_Vorgelegter Text:_

Der erste Atemzug des Menschen – in der Bibel ist er kein einsames Luftholen, kein bloßer körperlicher Reflex, sondern ein Beziehungsgeschehen, sagt Pastor i.R. Burkhardt Ebel aus Schwerin. Und zitiert aus dem ersten Buch Mose, Kapitel 2, Vers 7: „Da machte Gott der HERR den Menschen aus Staub von der Erde und blies ihm den Odem des Lebens in seine Nase. Und so ward der Mensch ein lebendiges Wesen.“
„Lebendiges Wesen“ – im hebräischen Urtext steht „Nefesch“, was ein ebenso zentrales, wie schwer zu übersetzendes, Wort ist, sagt Ebel. Es bedeutet ursprünglich „Kehle“ und gleichzeitig so viel wie: die einem Wesen innewohnende Lebenskraft, Lebensgier, Leidenschaft, seine Bedürfnisse …
Das Bedürfnis des Menschen nach Luft holen
„Und das erste Bedürfnis des Menschen ist das nach Luftholen, nach Atmen“, sagt Ebel. „Deshalb bläst Gott dem Menschen den Odem des Lebens in die Nase.“ Eben das schwingt für den Theologen mit, wenn er das Fastenmotto der evangelischen Initiative „Sieben Wochen ohne“ für die Zeit bis Ostern liest. „Luft holen! – Sieben Wochen ohne Panik“ lautet es.
Burkhardt Ebel, der seit über 20 Jahren immer wieder im Haus der Stille im mecklenburgischen Bellin einkehrt und das Haus ehrenamtlich mit leitet, hat den Eindruck: Unsere Gesellschaft krankt daran, dass Menschen sich nicht mehr als verbundene Wesen wahrnehmen, wenig Zusammenhalt erleben – darum verunsichert sind und leicht panisch werden.
Eingebettet in die Schöpfung
Die hebräischen Texte der Bibel, sagt er, betonen die schlechthinnige Abhängigkeit des Menschen und damit auch seine Verbundenheit, sein Eingebettet sein in die Schöpfung. „Wir Menschen heute meinen, selbst zu entscheiden. Der Hebräer dagegen erlebt Führung“, sagt Ebel. „Wir heute sagen: Ich denke, ich rede. Der Hebräer formuliert: Der Geist des Herrn redet in mir. Wir sagen: Ich bin ein Individuum. Der Hebräer weiß sich eingebunden in eine Gemeinschaft und behirtet.“
Die schlechthinnige Abhängigkeit des Menschen nicht zu sehen, sei eine Falle im Denken, sagt Ebel. Eine, die Anspannung und Druck erzeuge. „Wenn mein Ich für mich absolut ist, muss es alles sein. Dann muss es optimiert werden, muss die Lebenszeit voll ausgeschöpft werden, muss ich der Beste, die Beste in diesem oder jenem sein“, erklärt er. Wer sich dagegen als Beziehungswesen in schlechthinniger Abhängigkeit begreife, wer sich inmitten aller Zweifel doch gehalten wisse, der finde hinein in eine heilsame Demut, in Vertrauen und Gelassenheit.

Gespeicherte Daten
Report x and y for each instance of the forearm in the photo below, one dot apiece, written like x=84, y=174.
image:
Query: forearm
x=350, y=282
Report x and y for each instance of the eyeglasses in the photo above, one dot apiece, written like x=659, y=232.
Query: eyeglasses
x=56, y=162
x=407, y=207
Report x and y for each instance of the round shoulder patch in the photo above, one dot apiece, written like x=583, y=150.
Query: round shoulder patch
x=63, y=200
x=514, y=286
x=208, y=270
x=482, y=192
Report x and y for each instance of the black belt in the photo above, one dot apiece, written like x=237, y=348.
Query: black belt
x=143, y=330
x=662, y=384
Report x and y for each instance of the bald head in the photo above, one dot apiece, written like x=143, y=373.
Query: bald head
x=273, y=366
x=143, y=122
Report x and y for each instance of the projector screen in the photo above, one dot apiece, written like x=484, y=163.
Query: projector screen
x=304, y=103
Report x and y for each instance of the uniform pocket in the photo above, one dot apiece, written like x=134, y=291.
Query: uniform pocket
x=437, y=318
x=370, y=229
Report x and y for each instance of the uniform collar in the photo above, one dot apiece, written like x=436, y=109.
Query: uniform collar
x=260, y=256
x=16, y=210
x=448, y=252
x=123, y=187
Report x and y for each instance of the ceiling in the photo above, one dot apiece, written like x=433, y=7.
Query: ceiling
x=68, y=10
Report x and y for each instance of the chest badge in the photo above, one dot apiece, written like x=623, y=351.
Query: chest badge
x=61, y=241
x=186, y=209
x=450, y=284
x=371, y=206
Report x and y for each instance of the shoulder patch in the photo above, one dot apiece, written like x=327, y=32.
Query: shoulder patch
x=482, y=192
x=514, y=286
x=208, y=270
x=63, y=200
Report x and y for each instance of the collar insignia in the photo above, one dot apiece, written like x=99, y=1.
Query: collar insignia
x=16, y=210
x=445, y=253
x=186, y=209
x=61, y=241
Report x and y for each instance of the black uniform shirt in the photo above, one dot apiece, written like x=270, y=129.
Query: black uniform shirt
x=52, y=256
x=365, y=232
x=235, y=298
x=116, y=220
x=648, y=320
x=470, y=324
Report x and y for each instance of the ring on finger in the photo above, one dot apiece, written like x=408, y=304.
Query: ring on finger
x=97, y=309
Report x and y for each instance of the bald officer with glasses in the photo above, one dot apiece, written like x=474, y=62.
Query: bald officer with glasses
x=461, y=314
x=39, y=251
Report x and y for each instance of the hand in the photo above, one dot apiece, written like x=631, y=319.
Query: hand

_Aufgabe:_ Zitiere aus dem Text über den ersten Atemzug wortgetreu die Stelle von „Burkhardt Ebel, der“ bis „leicht panisch werden.“. Die Datensätze stehen in keinem Zusammenhang mit dem Text.

_Antwort zur Aufgabe:_
Burkhardt Ebel, der seit über 20 Jahren immer wieder im Haus der Stille im mecklenburgischen Bellin einkehrt und das Haus ehrenamtlich mit leitet, hat den Eindruck: Unsere Gesellschaft krankt daran, dass Menschen sich nicht mehr als verbundene Wesen wahrnehmen, wenig Zusammenhalt erleben – darum verunsichert sind und leicht panisch werden.